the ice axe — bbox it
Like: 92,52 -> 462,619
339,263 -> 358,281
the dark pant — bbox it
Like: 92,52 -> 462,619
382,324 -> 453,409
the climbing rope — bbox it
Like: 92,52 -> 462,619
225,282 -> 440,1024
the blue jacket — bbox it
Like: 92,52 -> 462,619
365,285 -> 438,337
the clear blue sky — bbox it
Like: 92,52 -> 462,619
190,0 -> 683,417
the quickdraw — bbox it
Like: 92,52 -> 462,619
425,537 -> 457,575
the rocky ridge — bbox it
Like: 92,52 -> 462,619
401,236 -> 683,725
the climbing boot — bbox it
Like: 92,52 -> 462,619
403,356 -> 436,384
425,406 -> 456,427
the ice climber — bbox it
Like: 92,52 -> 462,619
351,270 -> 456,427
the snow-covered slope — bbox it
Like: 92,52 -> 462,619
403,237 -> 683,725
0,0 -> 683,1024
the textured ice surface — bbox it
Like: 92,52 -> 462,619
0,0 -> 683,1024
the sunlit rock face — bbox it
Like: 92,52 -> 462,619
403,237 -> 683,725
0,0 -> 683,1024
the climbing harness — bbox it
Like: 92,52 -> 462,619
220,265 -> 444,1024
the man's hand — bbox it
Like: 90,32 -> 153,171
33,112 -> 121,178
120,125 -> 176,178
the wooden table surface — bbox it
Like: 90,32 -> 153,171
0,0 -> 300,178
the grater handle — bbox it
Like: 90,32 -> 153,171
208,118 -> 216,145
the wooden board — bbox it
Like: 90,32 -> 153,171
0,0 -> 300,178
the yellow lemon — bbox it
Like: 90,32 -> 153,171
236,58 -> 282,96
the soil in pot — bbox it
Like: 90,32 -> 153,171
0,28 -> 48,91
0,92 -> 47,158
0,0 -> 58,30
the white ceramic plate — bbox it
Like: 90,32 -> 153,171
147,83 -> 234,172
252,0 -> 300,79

◇ ◇ ◇ ◇

**Required task**:
Copy exactly, and only, the lines from the one containing "the dark pant — bbox it" through the last line of the listing.

**Expected answer**:
the dark pant — bbox it
Like: 92,52 -> 462,619
382,324 -> 453,409
the climbing rope — bbox it
Like: 92,52 -> 462,619
225,282 -> 440,1024
the blue jacket — bbox it
Like: 92,52 -> 462,619
365,285 -> 438,337
the clear blue sky — bbox it
Like: 92,52 -> 462,619
190,0 -> 683,417
the quickdraw — bbox it
Like: 92,52 -> 462,619
425,537 -> 457,575
the rocky ridge — bbox it
Like: 92,52 -> 462,619
401,236 -> 683,725
the climbing boot — bbox it
Like: 92,52 -> 462,619
403,356 -> 436,384
425,406 -> 456,427
the ice climber — bbox it
Like: 92,52 -> 462,619
351,270 -> 456,427
the snow-covered slope — bbox it
Like: 92,52 -> 462,619
403,237 -> 683,725
0,0 -> 683,1024
the textured ice surface — bbox it
Like: 92,52 -> 462,619
0,0 -> 683,1024
the sunlit rock face — bbox it
Like: 92,52 -> 462,619
403,237 -> 683,725
0,0 -> 683,1024
the climbing harness — bbox it
Like: 92,52 -> 462,619
220,265 -> 444,1024
the man's hand — bbox it
Like: 90,32 -> 153,171
33,112 -> 121,178
120,125 -> 176,178
the wooden table surface — bbox it
Like: 90,32 -> 153,171
0,0 -> 300,178
the grater handle — bbox it
Like: 90,32 -> 153,171
208,118 -> 216,145
the wooden board — bbox it
Like: 90,32 -> 153,171
0,0 -> 300,178
the yellow lemon — bbox it
Like: 90,32 -> 153,171
236,58 -> 282,96
the soil in pot — bbox it
Like: 90,32 -> 153,171
0,28 -> 48,91
0,92 -> 47,158
0,0 -> 58,30
the white ceramic plate — bbox it
Like: 90,32 -> 153,171
147,83 -> 234,172
252,0 -> 300,79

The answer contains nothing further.